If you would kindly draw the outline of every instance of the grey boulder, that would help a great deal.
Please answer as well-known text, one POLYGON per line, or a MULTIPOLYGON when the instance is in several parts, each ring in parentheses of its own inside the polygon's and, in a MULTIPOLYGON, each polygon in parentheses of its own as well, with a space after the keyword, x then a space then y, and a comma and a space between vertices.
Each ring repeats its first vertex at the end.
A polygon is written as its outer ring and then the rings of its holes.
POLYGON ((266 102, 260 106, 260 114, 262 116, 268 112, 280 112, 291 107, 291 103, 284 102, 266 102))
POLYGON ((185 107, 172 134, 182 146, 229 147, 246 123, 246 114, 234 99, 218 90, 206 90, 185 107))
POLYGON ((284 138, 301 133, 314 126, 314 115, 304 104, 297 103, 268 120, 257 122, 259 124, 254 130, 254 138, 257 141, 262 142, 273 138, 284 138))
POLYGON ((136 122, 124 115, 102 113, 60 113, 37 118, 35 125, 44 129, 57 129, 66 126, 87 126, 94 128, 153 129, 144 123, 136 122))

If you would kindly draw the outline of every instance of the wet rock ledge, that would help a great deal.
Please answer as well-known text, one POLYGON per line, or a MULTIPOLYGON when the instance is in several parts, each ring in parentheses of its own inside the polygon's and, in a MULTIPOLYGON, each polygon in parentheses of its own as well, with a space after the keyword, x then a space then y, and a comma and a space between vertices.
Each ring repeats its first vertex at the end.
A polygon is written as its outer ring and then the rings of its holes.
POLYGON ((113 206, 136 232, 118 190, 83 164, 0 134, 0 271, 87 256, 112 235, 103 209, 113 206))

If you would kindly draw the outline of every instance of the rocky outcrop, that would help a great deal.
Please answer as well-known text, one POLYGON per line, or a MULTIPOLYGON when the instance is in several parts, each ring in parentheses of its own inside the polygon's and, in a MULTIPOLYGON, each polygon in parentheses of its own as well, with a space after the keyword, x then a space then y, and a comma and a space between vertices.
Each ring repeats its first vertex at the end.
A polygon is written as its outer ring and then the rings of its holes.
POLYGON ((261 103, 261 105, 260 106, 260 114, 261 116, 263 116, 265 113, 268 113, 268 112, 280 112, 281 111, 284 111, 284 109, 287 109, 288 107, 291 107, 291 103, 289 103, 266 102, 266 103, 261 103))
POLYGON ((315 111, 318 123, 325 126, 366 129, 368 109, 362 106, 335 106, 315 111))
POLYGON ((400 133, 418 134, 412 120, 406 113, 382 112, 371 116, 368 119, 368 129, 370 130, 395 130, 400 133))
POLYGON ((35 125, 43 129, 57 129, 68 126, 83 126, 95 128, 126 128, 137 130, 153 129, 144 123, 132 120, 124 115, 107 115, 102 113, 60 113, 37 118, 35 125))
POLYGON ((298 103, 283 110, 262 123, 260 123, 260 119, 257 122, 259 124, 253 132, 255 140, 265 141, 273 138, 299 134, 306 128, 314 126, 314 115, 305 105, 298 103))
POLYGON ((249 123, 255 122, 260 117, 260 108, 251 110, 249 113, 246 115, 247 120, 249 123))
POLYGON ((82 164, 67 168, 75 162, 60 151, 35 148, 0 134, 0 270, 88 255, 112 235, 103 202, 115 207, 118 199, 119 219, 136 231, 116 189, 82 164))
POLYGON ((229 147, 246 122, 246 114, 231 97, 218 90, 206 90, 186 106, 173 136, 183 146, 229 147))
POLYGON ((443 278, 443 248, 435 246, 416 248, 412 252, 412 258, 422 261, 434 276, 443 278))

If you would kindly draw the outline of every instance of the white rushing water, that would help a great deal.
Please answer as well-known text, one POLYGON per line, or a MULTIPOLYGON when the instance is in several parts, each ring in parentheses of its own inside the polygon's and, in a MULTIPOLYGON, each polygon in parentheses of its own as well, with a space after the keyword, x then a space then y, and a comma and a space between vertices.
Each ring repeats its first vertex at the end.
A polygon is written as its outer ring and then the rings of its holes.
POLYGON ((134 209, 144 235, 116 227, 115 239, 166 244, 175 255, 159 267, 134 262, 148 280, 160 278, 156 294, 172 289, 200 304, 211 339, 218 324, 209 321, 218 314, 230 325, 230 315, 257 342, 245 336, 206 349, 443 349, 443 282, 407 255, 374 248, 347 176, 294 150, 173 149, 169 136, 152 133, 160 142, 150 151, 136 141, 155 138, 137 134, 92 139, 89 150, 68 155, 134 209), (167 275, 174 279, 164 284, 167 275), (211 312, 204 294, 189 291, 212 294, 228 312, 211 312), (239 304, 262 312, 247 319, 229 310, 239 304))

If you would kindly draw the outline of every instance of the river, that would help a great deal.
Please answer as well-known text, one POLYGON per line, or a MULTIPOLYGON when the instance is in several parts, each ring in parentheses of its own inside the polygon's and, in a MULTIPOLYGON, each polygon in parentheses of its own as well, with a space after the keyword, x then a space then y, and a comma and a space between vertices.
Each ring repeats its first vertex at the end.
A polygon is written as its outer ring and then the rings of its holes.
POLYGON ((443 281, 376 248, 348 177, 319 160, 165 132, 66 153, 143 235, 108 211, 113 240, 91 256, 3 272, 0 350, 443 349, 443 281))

**Written instruction**:
Edit all the rows above so that "a great deal" becomes "very much" wherever it appears, and change nothing else.

**Response to this task**:
If you would kindly draw the outline of every instance of the grey boulder, that would help very much.
Please answer as well-known text, one POLYGON per line, or a MULTIPOLYGON when the instance is in several parts, each ring in parentheses of its own inside the polygon's and, in a MULTIPOLYGON, each polygon in parentheses of its own as well, with a space after the keyword, x then a space then y, and a comma and a space between vertices.
Each ring repeats its first vertex at the end.
A polygon is written as its outer ring and then the rings of its holes.
POLYGON ((266 102, 260 106, 260 114, 262 116, 268 112, 280 112, 291 107, 291 103, 284 102, 266 102))
POLYGON ((185 107, 172 134, 182 146, 229 147, 246 123, 246 114, 234 99, 218 90, 206 90, 185 107))
POLYGON ((284 138, 301 133, 314 126, 314 115, 304 104, 297 103, 268 120, 257 122, 259 124, 254 130, 254 138, 257 141, 262 142, 273 138, 284 138))
POLYGON ((136 122, 124 115, 102 113, 60 113, 37 118, 35 125, 44 129, 57 129, 66 126, 87 126, 94 128, 153 129, 144 123, 136 122))

If you would kindly draw the outline of every instance of the wet rock ledge, that would help very much.
Please answer as well-known text, one POLYGON per line, or a MULTIPOLYGON when the instance is in several parts, each ring in parentheses of its own inside the polygon's and, in a MULTIPOLYGON, each polygon in parentheses of its own as well, with a space after the keyword, x then a space then y, and a comma and a space between vertices.
Each ring repeats its first vertex at the end.
A polygon is written as its outer ring and then the rings of its holes.
POLYGON ((113 206, 136 232, 118 190, 83 164, 0 134, 0 271, 87 256, 112 235, 103 209, 113 206))

If you would kindly draw the outline of every instance of the rocky outcrop, that would help very much.
Please answer as well-known text, one POLYGON per line, or a MULTIPOLYGON when the instance is in several parts, each ring in parentheses of its own inside the polygon's and, in a MULTIPOLYGON, each polygon in parentheses of its own as well, with a space after the keyword, x then a space then y, and a comma and a space between vertices.
Each ring repeats its first vertex at the end.
A polygon is written as its outer ring and then the rings of its holes.
POLYGON ((261 103, 261 105, 260 106, 260 114, 261 116, 263 116, 265 113, 268 113, 268 112, 280 112, 281 111, 284 111, 284 109, 287 109, 288 107, 291 107, 291 103, 289 103, 266 102, 266 103, 261 103))
POLYGON ((315 111, 318 123, 325 126, 366 129, 368 109, 362 106, 335 106, 315 111))
POLYGON ((400 133, 418 134, 412 120, 406 113, 382 112, 371 116, 368 119, 368 129, 370 130, 395 130, 400 133))
POLYGON ((35 125, 43 129, 57 129, 68 126, 83 126, 95 128, 126 128, 137 130, 153 129, 144 123, 132 120, 124 115, 107 115, 102 113, 60 113, 37 118, 35 125))
POLYGON ((298 103, 283 110, 262 123, 260 123, 260 119, 257 122, 259 124, 253 132, 255 140, 265 141, 273 138, 299 134, 306 128, 314 126, 314 115, 305 105, 298 103))
POLYGON ((249 123, 255 122, 260 117, 260 108, 251 110, 249 113, 246 115, 247 120, 249 123))
POLYGON ((82 164, 67 168, 75 162, 60 151, 35 148, 0 134, 0 270, 88 255, 112 235, 103 202, 115 207, 118 199, 119 219, 136 231, 116 189, 82 164))
POLYGON ((229 147, 246 122, 246 114, 231 97, 218 90, 206 90, 186 106, 173 136, 183 146, 229 147))
POLYGON ((443 278, 443 248, 435 246, 416 248, 412 252, 412 258, 422 261, 434 276, 443 278))

If you would kindly draw the outline of every instance of the white rushing water, that would help very much.
Please answer as well-known text, one POLYGON per line, or a MULTIPOLYGON when the instance is in several parts, each ring in parentheses of its own inside the polygon's and, in a MULTIPOLYGON, each polygon in parentheses of its own as well, with a space after the keyword, x then a space then y, and a comma and a space between vertices.
Each ring repeats its first vertex at the end.
A polygon is written as its outer ring and then the rings of its holes.
POLYGON ((134 209, 144 235, 116 227, 115 239, 166 244, 175 255, 159 267, 134 262, 148 280, 160 278, 156 294, 172 289, 200 304, 211 339, 218 324, 209 321, 218 314, 230 325, 230 315, 257 342, 245 336, 206 349, 443 349, 443 282, 407 255, 374 248, 347 176, 294 150, 173 149, 169 136, 152 133, 160 142, 150 151, 136 141, 155 138, 137 134, 92 139, 89 150, 68 155, 134 209), (167 275, 174 279, 164 284, 167 275), (211 312, 204 294, 189 291, 212 294, 228 312, 211 312), (239 304, 262 312, 247 319, 229 310, 239 304))

If you would kindly draw the outline of every instance of the river, that would help very much.
Please answer as well-known text, one POLYGON per line, or a MULTIPOLYGON when the instance is in several parts, each ring in parentheses of its own inside the polygon's and, in a MULTIPOLYGON, each polygon in parentheses of its own as well, with a space after the keyword, x then a space then y, and a comma and a space between vertices.
Each ring repeats its first vertex at the end.
A polygon is written as its outer ring and then the rings of its holes.
POLYGON ((443 281, 376 248, 348 177, 319 160, 165 132, 66 153, 143 235, 108 211, 113 240, 91 256, 3 272, 0 350, 443 349, 443 281))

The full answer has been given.